Exercise: Return the listing exactly. Keep no pictures.

Source material:
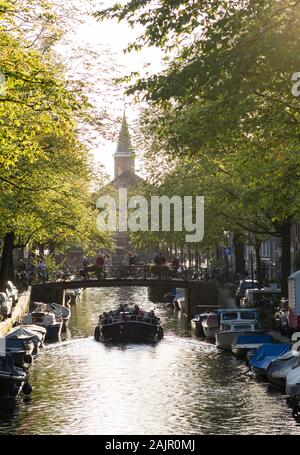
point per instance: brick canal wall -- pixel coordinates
(18, 312)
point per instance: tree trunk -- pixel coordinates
(239, 253)
(7, 265)
(41, 250)
(259, 272)
(286, 256)
(51, 247)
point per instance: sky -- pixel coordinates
(114, 37)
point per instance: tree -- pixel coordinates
(225, 101)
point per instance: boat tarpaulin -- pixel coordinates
(268, 352)
(253, 339)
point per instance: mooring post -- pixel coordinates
(61, 296)
(188, 302)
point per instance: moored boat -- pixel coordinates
(12, 378)
(47, 319)
(293, 382)
(26, 335)
(264, 356)
(251, 342)
(128, 326)
(196, 324)
(228, 333)
(62, 312)
(278, 369)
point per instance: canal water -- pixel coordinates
(181, 385)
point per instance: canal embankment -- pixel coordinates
(20, 309)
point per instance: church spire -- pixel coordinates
(124, 146)
(124, 157)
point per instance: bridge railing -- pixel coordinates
(144, 272)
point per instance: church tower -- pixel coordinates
(124, 157)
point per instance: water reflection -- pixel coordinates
(180, 385)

Your solution:
point per instance: brick canal wall -- pixel coordinates
(18, 312)
point per instance: tree trunk -- pixel coordinates
(239, 253)
(7, 265)
(41, 250)
(259, 272)
(286, 256)
(51, 247)
point per instance: sky -- pixel coordinates
(114, 37)
point per instance: tree -- pixel coordinates
(225, 101)
point per instance: boat tarpaulin -- pixel coordinates
(268, 352)
(253, 339)
point per instance: mooring post -- pixel coordinates
(61, 296)
(188, 302)
point per instance: moored boat -- pixel coordinates
(12, 378)
(47, 319)
(293, 382)
(26, 335)
(264, 356)
(251, 342)
(128, 326)
(196, 324)
(228, 333)
(62, 312)
(278, 369)
point per instance: canal water -- pixel coordinates
(181, 385)
point per instance: canal embankment -- pixel coordinates
(20, 309)
point per instance: church spire -- pixel coordinates
(124, 146)
(124, 157)
point per instance: bridge railing -- pixel coordinates
(144, 272)
point per instance: church tower -- pixel coordinates
(124, 157)
point per instance: water reflection -- pixel coordinates
(180, 385)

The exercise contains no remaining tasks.